_Stated goal_
Rescale the entries from the start through the line holding "[120,54,140,71]", inclusive. Rewrite every line, the detect lines included, with each bounding-box coordinate multiplied by 2.6 and rounded to a whole number (halves up), and leave the pictures out.

○ ○ ○ ○

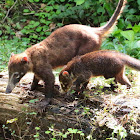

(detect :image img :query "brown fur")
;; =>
[6,0,125,97]
[59,51,140,91]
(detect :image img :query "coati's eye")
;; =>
[14,72,20,79]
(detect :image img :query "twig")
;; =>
[2,0,18,23]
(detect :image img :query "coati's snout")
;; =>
[6,54,29,93]
[6,72,25,93]
[59,71,72,92]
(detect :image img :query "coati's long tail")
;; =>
[99,0,127,36]
[120,54,140,71]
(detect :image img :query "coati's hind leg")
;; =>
[74,72,90,92]
[115,67,131,88]
[34,64,56,98]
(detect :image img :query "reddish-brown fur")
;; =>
[59,51,140,91]
[6,0,126,97]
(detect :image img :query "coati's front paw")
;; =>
[30,84,43,91]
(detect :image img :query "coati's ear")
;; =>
[62,71,69,77]
[21,56,28,63]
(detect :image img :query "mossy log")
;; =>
[0,72,140,139]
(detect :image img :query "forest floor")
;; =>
[0,70,140,140]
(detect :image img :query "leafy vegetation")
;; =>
[0,0,140,69]
[0,0,140,140]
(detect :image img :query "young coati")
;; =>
[59,50,140,92]
[6,0,126,98]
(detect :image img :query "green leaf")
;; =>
[6,118,18,124]
[29,99,38,103]
[132,25,140,33]
[137,0,140,5]
[34,0,39,2]
[0,30,2,35]
[23,9,30,13]
[35,127,40,130]
[74,0,85,5]
[36,26,42,32]
[45,131,51,134]
[121,30,135,41]
[29,0,34,2]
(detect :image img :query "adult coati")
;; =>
[59,50,140,92]
[6,0,126,98]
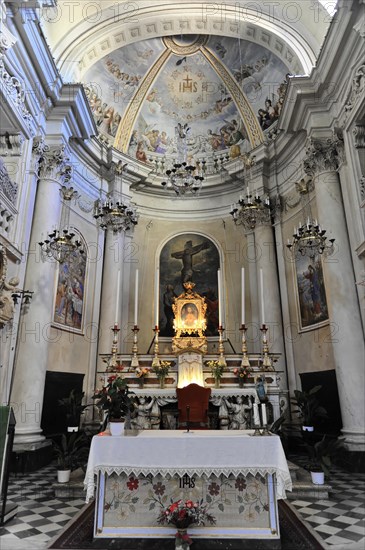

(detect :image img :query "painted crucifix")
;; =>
[171,241,209,284]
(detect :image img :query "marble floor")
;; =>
[0,458,365,550]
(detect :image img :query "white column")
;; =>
[11,142,64,449]
[314,170,365,450]
[99,229,125,354]
[255,224,286,371]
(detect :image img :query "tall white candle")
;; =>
[253,403,261,427]
[261,403,267,426]
[241,267,245,325]
[115,269,120,325]
[260,268,265,325]
[217,269,222,327]
[134,269,138,327]
[155,268,160,327]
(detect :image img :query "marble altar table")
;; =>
[84,430,291,541]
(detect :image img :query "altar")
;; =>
[84,430,291,542]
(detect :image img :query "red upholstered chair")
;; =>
[176,384,212,429]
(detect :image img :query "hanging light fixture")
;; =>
[230,153,271,230]
[94,197,138,233]
[38,185,85,264]
[94,157,138,234]
[286,178,335,257]
[161,122,206,197]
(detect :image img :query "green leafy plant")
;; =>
[93,374,135,422]
[307,434,343,476]
[58,389,91,426]
[205,359,224,380]
[53,432,90,470]
[292,386,328,426]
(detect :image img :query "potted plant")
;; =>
[152,361,171,388]
[157,500,216,550]
[93,374,134,435]
[292,386,327,431]
[306,434,343,485]
[53,432,90,483]
[58,389,90,432]
[206,359,224,388]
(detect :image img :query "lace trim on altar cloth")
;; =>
[84,466,292,503]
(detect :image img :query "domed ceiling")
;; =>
[83,35,289,163]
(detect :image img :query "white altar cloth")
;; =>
[84,430,292,502]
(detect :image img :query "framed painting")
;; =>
[295,256,329,332]
[53,244,87,332]
[159,233,220,336]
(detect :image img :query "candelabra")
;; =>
[260,325,274,370]
[286,217,335,257]
[152,325,161,367]
[106,324,120,372]
[131,325,139,368]
[286,177,335,258]
[230,191,271,229]
[94,194,138,233]
[218,325,227,367]
[38,186,84,264]
[240,325,250,367]
[11,288,34,307]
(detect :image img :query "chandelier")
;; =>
[94,193,138,233]
[230,153,271,230]
[161,122,206,196]
[286,178,335,257]
[38,185,85,264]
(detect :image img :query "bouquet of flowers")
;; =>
[152,361,171,378]
[233,366,251,383]
[206,360,224,380]
[92,374,134,422]
[157,500,216,548]
[134,367,150,379]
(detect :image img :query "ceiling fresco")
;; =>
[84,35,289,162]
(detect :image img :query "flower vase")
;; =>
[175,529,191,550]
[109,420,124,436]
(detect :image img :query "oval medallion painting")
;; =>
[159,233,220,336]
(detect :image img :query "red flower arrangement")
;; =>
[157,500,216,547]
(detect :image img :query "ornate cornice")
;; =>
[0,133,24,157]
[0,0,17,59]
[0,59,34,135]
[0,158,18,203]
[345,64,365,112]
[33,139,71,184]
[303,132,344,177]
[352,123,365,149]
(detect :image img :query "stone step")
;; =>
[286,462,332,500]
[53,468,86,499]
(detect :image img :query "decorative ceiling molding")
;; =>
[57,2,319,80]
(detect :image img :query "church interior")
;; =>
[0,0,365,550]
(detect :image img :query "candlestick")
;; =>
[253,403,261,428]
[260,267,265,325]
[115,269,120,325]
[155,268,160,328]
[134,269,138,327]
[261,403,267,426]
[241,267,245,325]
[217,269,222,327]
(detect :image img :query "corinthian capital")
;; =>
[33,142,71,182]
[303,130,344,176]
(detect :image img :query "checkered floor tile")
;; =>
[0,457,365,550]
[290,456,365,550]
[0,465,85,550]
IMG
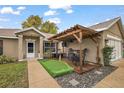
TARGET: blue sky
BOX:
[0,5,124,31]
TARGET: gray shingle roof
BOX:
[0,29,20,37]
[0,28,54,38]
[89,17,120,31]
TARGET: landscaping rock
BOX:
[55,66,117,88]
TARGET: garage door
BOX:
[108,38,122,61]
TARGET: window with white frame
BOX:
[44,41,56,53]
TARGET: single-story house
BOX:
[50,17,124,64]
[0,17,124,64]
[0,27,55,61]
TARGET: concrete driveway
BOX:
[95,59,124,88]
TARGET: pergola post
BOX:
[79,32,83,72]
[91,37,100,64]
[73,31,83,72]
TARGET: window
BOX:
[44,42,56,52]
[0,40,3,55]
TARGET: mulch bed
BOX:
[55,66,117,88]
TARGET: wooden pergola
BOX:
[49,25,100,71]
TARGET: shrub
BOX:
[0,55,16,64]
[103,46,113,66]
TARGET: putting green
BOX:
[40,59,73,77]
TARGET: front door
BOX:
[27,41,35,58]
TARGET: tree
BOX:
[41,21,58,34]
[22,15,43,29]
[22,15,58,34]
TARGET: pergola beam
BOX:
[73,34,81,42]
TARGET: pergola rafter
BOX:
[49,25,100,72]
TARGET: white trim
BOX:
[15,27,45,37]
[0,36,18,39]
[107,34,121,41]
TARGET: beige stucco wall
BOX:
[23,36,39,58]
[62,23,122,65]
[65,39,96,63]
[100,23,122,64]
[0,39,18,59]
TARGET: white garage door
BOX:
[108,39,122,61]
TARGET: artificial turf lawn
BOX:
[0,62,28,88]
[40,59,73,77]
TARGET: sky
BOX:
[0,5,124,32]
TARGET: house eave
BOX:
[0,36,18,39]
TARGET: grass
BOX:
[0,62,28,88]
[40,59,73,77]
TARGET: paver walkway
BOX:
[28,59,60,88]
[95,59,124,88]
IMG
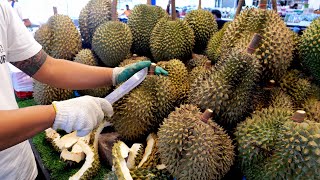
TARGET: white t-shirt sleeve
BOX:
[2,3,42,62]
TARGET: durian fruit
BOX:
[280,70,311,107]
[92,21,132,67]
[137,134,160,168]
[158,105,234,179]
[111,75,173,140]
[79,0,92,48]
[265,111,320,179]
[185,9,218,54]
[130,168,172,180]
[74,49,111,97]
[47,14,81,60]
[127,143,144,170]
[303,98,320,123]
[186,54,209,72]
[34,24,52,53]
[128,4,168,57]
[86,0,111,46]
[69,141,100,180]
[112,141,133,180]
[150,18,194,62]
[235,107,293,179]
[221,8,294,81]
[157,59,190,104]
[189,39,260,124]
[60,143,85,163]
[205,22,231,64]
[33,81,73,105]
[119,54,149,67]
[299,18,320,82]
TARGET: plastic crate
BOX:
[14,90,33,99]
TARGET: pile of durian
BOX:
[34,0,320,180]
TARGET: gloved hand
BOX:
[112,61,168,86]
[52,96,113,136]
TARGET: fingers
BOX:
[96,98,113,117]
[155,66,168,76]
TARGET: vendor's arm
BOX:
[13,50,113,89]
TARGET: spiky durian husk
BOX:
[189,49,260,124]
[48,14,82,60]
[138,134,161,168]
[150,18,194,62]
[186,54,209,72]
[157,59,190,102]
[74,49,111,97]
[303,98,320,123]
[128,4,168,57]
[92,21,132,67]
[158,105,234,179]
[235,107,293,179]
[86,0,111,43]
[79,0,92,48]
[119,56,149,67]
[69,141,100,180]
[221,8,293,81]
[206,22,231,64]
[299,18,320,82]
[34,24,52,53]
[33,81,73,105]
[280,70,311,107]
[185,9,218,54]
[112,75,173,140]
[130,168,172,180]
[265,120,320,179]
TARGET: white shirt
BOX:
[9,1,29,20]
[0,0,42,180]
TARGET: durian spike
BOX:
[259,0,268,9]
[148,63,157,75]
[234,0,244,18]
[111,0,118,21]
[272,0,278,12]
[200,109,213,123]
[291,110,306,123]
[204,61,212,69]
[171,0,177,21]
[266,79,276,89]
[247,33,263,54]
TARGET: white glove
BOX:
[52,96,113,136]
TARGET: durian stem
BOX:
[148,63,157,75]
[201,109,213,123]
[111,0,118,21]
[247,33,262,54]
[272,0,278,12]
[234,0,245,18]
[171,0,177,21]
[259,0,268,9]
[291,110,306,123]
[204,61,212,69]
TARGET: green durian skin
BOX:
[128,4,168,57]
[92,21,132,67]
[150,18,194,62]
[299,18,320,82]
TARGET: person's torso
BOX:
[0,6,37,180]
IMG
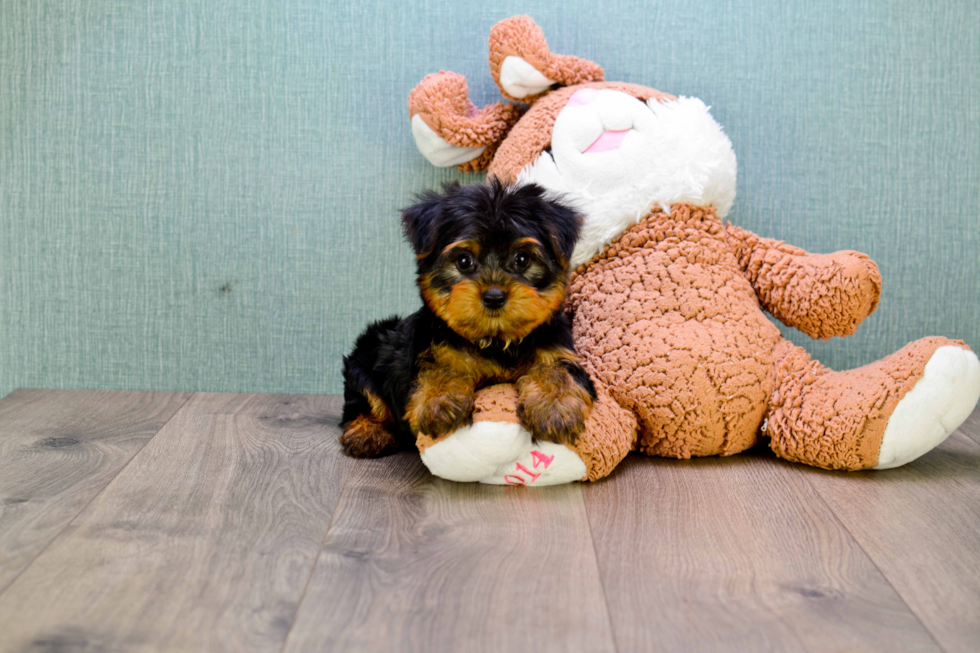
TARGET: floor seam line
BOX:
[579,487,619,653]
[804,472,946,651]
[279,454,354,653]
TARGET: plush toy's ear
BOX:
[490,16,604,104]
[401,181,459,259]
[408,71,523,172]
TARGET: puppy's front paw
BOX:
[340,415,398,458]
[517,382,592,445]
[409,392,473,438]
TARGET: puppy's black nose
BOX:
[483,288,507,309]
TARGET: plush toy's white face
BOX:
[518,88,736,266]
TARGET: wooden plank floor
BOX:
[0,390,980,653]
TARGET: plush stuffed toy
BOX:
[409,16,980,485]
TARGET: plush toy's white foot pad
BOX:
[875,346,980,469]
[422,421,586,485]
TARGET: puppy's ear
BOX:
[401,184,448,259]
[522,184,584,266]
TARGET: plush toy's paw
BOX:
[418,385,587,485]
[875,345,980,469]
[409,392,473,438]
[421,421,586,485]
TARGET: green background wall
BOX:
[0,0,980,395]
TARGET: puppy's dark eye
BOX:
[456,253,476,274]
[514,252,531,272]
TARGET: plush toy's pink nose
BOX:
[565,88,599,107]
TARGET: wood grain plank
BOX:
[284,453,614,652]
[805,412,980,652]
[0,395,349,652]
[0,390,191,593]
[957,406,980,444]
[583,452,939,651]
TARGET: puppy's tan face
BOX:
[419,237,568,346]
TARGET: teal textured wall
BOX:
[0,0,980,395]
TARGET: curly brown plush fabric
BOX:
[490,16,603,104]
[766,338,969,470]
[410,16,977,480]
[408,71,524,172]
[726,223,881,340]
[569,204,962,476]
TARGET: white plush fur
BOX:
[412,114,487,168]
[518,90,737,267]
[875,346,980,469]
[500,55,555,98]
[422,421,586,486]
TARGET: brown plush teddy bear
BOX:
[409,16,980,485]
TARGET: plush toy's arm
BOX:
[726,223,881,340]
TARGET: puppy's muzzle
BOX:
[483,288,507,310]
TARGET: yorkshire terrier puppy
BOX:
[341,180,596,457]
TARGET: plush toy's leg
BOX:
[765,338,980,470]
[417,384,636,485]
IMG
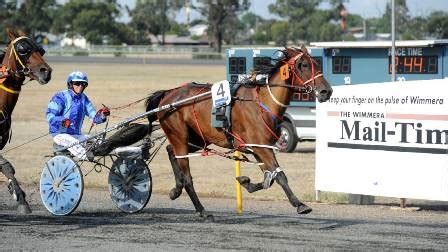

○ ○ ○ ○

_Answer to the problem_
(detect :image img :query "brown fur")
;; =>
[16,0,325,252]
[153,133,364,237]
(detect :image img :query "coati's eye")
;; =>
[36,187,52,205]
(detect :image img :query "twig")
;; =>
[5,0,47,60]
(detect :image img :query "coati's snout")
;; =>
[16,140,75,242]
[16,187,65,242]
[153,185,187,239]
(detect :image img :query "coati's long tail")
;; =>
[257,0,330,94]
[312,140,364,185]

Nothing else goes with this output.